[Short task]
Please rewrite the lines below with every "Query" changed to "Target" and nothing else altered. Leave the pictures out of your answer.

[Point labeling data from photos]
☆ ☆ ☆

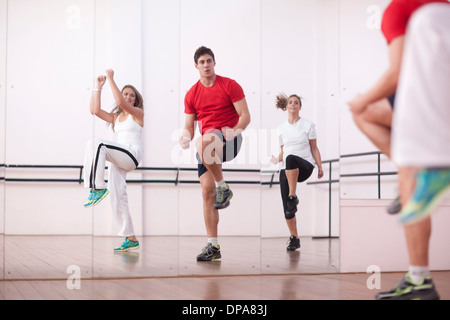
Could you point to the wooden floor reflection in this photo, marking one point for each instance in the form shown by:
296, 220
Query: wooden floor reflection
49, 257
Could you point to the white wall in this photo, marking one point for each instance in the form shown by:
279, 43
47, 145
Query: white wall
363, 58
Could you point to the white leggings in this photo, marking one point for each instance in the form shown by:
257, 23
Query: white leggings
420, 134
122, 160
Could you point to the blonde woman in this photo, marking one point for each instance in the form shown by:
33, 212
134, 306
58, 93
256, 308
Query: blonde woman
123, 155
299, 154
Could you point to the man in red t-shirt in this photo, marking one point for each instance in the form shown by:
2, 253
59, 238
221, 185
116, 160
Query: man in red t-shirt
373, 110
219, 107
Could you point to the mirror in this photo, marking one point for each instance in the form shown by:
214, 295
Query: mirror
3, 15
284, 46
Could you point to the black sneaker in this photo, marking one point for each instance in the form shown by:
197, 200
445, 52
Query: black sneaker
395, 207
294, 243
209, 253
407, 290
292, 203
223, 197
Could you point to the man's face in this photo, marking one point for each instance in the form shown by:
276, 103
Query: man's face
205, 65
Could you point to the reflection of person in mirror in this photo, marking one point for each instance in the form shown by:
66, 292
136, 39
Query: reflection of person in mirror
123, 155
299, 154
219, 106
373, 110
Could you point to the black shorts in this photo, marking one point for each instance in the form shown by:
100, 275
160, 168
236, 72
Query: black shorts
391, 100
231, 149
305, 170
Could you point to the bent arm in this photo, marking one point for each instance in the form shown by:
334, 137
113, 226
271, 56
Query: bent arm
137, 113
95, 104
387, 84
189, 130
244, 120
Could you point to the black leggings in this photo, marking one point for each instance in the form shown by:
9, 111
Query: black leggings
305, 170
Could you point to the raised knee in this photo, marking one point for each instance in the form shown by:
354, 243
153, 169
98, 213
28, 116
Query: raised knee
289, 216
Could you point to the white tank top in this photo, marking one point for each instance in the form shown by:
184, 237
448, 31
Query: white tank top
129, 132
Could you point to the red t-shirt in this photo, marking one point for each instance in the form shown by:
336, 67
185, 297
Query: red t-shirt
397, 14
214, 105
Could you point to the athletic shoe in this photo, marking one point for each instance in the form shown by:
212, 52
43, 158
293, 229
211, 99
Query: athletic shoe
294, 243
223, 197
292, 203
89, 200
395, 207
431, 187
209, 253
407, 290
127, 245
98, 196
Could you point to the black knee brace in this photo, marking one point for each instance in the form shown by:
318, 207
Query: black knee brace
289, 216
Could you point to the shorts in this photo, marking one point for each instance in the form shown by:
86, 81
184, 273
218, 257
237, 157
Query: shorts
305, 170
391, 100
231, 149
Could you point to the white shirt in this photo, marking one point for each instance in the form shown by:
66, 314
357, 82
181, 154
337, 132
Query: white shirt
295, 139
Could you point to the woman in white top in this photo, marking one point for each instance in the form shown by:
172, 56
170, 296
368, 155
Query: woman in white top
123, 155
299, 154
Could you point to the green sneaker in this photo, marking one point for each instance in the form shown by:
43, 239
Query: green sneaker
98, 195
209, 253
407, 290
89, 200
127, 245
223, 197
431, 187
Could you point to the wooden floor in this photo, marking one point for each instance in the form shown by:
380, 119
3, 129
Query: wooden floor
253, 287
165, 269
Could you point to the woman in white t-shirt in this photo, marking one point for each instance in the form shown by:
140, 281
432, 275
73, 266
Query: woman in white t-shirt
299, 154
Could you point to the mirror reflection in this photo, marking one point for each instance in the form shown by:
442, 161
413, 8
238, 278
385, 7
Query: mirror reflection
283, 47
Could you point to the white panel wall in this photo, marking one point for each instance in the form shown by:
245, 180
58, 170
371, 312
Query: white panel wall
49, 74
363, 59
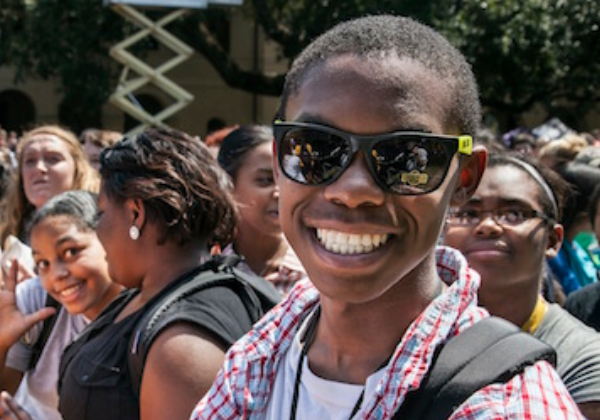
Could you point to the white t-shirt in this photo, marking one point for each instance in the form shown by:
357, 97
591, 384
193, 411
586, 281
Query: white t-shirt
38, 392
318, 398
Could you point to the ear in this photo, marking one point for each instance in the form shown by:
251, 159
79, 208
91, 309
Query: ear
137, 212
555, 240
470, 175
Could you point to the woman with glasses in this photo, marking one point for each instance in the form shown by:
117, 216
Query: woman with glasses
246, 154
163, 200
507, 230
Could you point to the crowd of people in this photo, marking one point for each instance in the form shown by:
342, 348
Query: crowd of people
375, 263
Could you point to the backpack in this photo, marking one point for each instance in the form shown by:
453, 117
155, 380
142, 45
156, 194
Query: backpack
491, 351
257, 295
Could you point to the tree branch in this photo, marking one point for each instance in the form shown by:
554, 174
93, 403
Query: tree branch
199, 37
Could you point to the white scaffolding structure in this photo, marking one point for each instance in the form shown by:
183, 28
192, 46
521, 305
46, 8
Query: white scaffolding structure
144, 74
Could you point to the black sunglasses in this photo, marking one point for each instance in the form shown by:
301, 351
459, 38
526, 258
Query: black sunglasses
406, 163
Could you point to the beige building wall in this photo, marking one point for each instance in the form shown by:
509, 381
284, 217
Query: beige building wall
212, 97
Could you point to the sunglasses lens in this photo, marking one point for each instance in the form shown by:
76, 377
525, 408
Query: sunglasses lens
412, 166
312, 157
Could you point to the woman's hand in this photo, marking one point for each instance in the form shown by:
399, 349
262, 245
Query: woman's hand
10, 409
13, 324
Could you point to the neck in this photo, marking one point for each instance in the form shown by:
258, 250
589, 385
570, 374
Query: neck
262, 253
513, 304
352, 341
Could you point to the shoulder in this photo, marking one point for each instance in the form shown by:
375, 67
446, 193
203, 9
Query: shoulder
30, 295
588, 296
217, 309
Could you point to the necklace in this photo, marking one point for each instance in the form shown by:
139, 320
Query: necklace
308, 337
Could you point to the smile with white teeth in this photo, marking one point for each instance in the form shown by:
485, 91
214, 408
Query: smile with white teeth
347, 243
70, 290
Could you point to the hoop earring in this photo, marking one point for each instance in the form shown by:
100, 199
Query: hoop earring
134, 233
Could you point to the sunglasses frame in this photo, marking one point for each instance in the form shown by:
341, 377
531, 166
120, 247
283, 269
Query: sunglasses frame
462, 144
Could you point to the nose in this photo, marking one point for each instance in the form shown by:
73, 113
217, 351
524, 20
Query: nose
356, 186
40, 165
488, 226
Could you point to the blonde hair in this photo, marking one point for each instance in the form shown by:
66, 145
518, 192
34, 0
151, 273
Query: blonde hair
15, 207
100, 138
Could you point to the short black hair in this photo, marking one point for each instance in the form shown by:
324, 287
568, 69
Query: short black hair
594, 201
378, 36
78, 205
238, 143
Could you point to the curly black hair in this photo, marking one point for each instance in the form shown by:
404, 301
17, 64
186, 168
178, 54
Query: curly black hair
183, 189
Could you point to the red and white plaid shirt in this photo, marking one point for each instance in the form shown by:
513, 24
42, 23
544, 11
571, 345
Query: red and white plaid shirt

☆ ☆ ☆

[Task solution]
Could you point to the wooden floor reflection in this photo, marking one point for each instance in the form shown by:
296, 220
Target: wooden floor reflection
49, 257
Could you point to the white wall in this photo, marking one point for each instance in the form shown by:
279, 43
47, 145
Target: white wall
363, 58
Could you point to the white leggings in this photo, marking one point for each instance in the form shown by:
257, 23
Target: white leggings
420, 134
122, 160
Could you point to the blonde woman in this photo, marking one point for each instance in the form shown by:
33, 212
134, 306
58, 93
256, 308
Target: blonde woman
123, 155
299, 154
Could you point to the man in red t-shirt in this photo, marking one point for each instance in the form shown by:
2, 253
59, 238
221, 185
116, 160
Target: man in red t-shirt
373, 110
219, 107
Could you point to the mirror in this photo, marking one point for each instance in the form shown by:
214, 295
Target: mirror
3, 15
284, 46
Could you point to the black sneaker in this photo, marking one point for each instance in the form shown by:
197, 200
445, 52
Target: black sneaker
395, 207
294, 243
209, 253
407, 290
292, 203
223, 197
Could you point to the man's face in this photo, marking one point for each instance in the form shown by:
276, 103
Target: man's face
205, 65
Could you point to the reflection of person in mirror in this photo, marking one point for each instance in the form shown by:
66, 292
136, 39
Target: reflection of person in mirror
123, 155
299, 154
219, 106
373, 110
Could you point to the black shorts in this photo, marking one point for each instance in the form shown by:
100, 275
160, 168
236, 72
Target: black shorts
391, 100
231, 149
305, 170
Could you point to the bent arm in this photo, marking one point for each instance in the form shown by:
334, 137
113, 226
271, 56
Target: bent arm
137, 113
95, 104
387, 84
189, 130
244, 120
Could you point to the black leggings in this photo, marking one point for each instance in the form shown by:
9, 111
Target: black leggings
305, 170
Could you point to the raised knee in this photo, marking one point for each instance in the form shown by:
354, 243
153, 169
98, 213
28, 116
Target: raised knee
289, 216
Could you point to the white tank top in this photo, marking one point for each instance in the form shown by:
184, 237
448, 31
Target: white tank top
129, 132
Could you point to the red t-shirt in this photo, marking one point for each instance in the form shown by:
336, 67
185, 297
Target: red t-shirt
397, 14
214, 105
Could you point to the athletic shoe in this photo, marking one point for each instance in the form shown by:
212, 52
43, 158
293, 229
211, 99
Target: athletic shoe
294, 243
223, 197
292, 203
89, 200
395, 207
431, 187
209, 253
407, 290
127, 245
98, 196
Could you point to the black knee brace in this photo, marking one point for each instance in the form shown by:
318, 207
Target: black knee brace
289, 216
Could you point to the shorts in this photo, marking one point for each instance in the form shown by:
86, 81
184, 273
218, 257
237, 157
Target: shorts
305, 170
391, 100
231, 149
Could you point to the white shirt in this photo, marking one point for each instance in the form shown by:
66, 314
357, 82
181, 154
337, 132
Target: white shirt
295, 139
Could you point to the woman in white top in this photo, marking one point for each instance in the form shown by:
172, 56
170, 296
368, 155
Target: woman in white top
123, 155
299, 154
Could you point to the green sneaker in this photo, marking one point for each instance in the form shown by:
43, 239
Target: green sneaker
98, 195
209, 253
407, 290
89, 200
127, 245
223, 197
431, 187
Could you point to the wooden floor in this photo, marking one point for each instance in the form shown by:
380, 119
3, 129
Target: wooden floor
253, 287
165, 269
Could you point to the woman in white t-shirt in this photo, marking one point for each instance in the form shown by:
140, 281
432, 275
73, 266
Target: woman in white t-shirt
299, 154
Could you point to the mirror reflection in this photo, marking one point for each instance in the form shown by:
442, 161
413, 8
238, 278
385, 7
Target: mirror reflection
283, 47
Could you point to the white panel wall in this photo, marking one point for each instance in the form shown by:
245, 180
58, 170
371, 312
Target: white panel wall
49, 74
363, 59
Could you point to the white t-shirt in this photo, marking one point for each instance in the form shown by:
357, 97
591, 384
193, 411
586, 281
Target: white t-shirt
38, 392
318, 398
Could you point to the ear in this photo, marking one point for each instance in the form shown by:
251, 159
79, 208
91, 309
Target: ear
137, 212
555, 240
470, 175
Could you point to the woman with glasses in this photo, marking one point for each instance in the form shown by:
117, 216
Target: woman with glasses
246, 154
163, 200
507, 230
Could you point to the crowd of people in this photo, marking one point for each instance in the form shown by:
342, 348
Target: crowd of people
375, 263
Could you point to the backpack in this photo, marking one point for each instance in the form shown by:
453, 117
155, 380
142, 45
156, 194
Target: backpack
491, 351
257, 295
Could you point to the tree branch in this photo, marking one point for each instance in the form shown by:
554, 174
93, 403
Target: tree branch
199, 37
Could you point to the white scaffolding structure in this photo, marking one point for each instance in the form shown by:
183, 28
192, 46
521, 305
46, 8
Target: white scaffolding structure
144, 74
Could you point to the black sunglasses in this photo, marking one point for each instance in the form shown by:
301, 351
459, 38
526, 258
Target: black sunglasses
406, 163
Could you point to the beige building wall in this photo, marking one point for each instance in the form shown by:
509, 381
284, 217
Target: beige building wall
212, 97
Could you point to the sunglasses lens in this photo, marking one point for each instance in the form shown by:
76, 377
525, 408
Target: sunglasses lens
412, 166
312, 157
Could you point to the woman's hand in this photo, marking one point for each instance in the form shown by:
399, 349
262, 245
Target: woman's hand
10, 409
13, 324
Could you point to the neck in this photo, marking one point for each instance in the form shown by:
258, 250
589, 385
570, 374
Target: neck
262, 253
513, 304
352, 341
Could you point to the shoulder in this photo, marking one point for each instance in the form shown by:
375, 67
446, 193
203, 9
Target: shoulder
30, 295
588, 296
217, 309
Could you point to the necklace in this photo, marking one point for each instance in the form shown by:
139, 320
Target: necklace
308, 337
Could you point to the smile with white teeth in this photo, marking one point for each instance in the form shown by:
485, 91
214, 408
Target: smile with white teeth
347, 243
70, 290
Could you point to the hoop earring in this photo, marking one point for each instance in the form shown by:
100, 199
Target: hoop earring
134, 233
Could you point to the sunglasses frame in this photo, marking one point for each instance in the form shown by:
341, 377
531, 166
120, 247
283, 269
Target: sunglasses frame
462, 144
Could you point to the nose in this photo, marking one point for each instance in the form shown by:
73, 113
217, 351
524, 20
Target: nose
356, 186
40, 165
488, 226
Could you point to the blonde hair in this photo, marking one point for each instance in the form shown by:
66, 145
518, 192
34, 0
151, 273
Target: blonde hair
15, 207
100, 138
Could you point to the short black hair in this photo, marking one point for each instance in the form shown by:
324, 287
568, 69
Target: short black hair
594, 201
378, 36
78, 205
238, 143
Could you point to the curly black hair in this photo, marking one point for each instance in the form shown by:
404, 301
17, 64
186, 168
178, 54
Target: curly black hair
183, 189
Could you point to the red and white plaid shirt in this photo, marking one point for each instance in the form shown by:
513, 24
42, 23
544, 11
571, 345
Target: red and white plaid shirt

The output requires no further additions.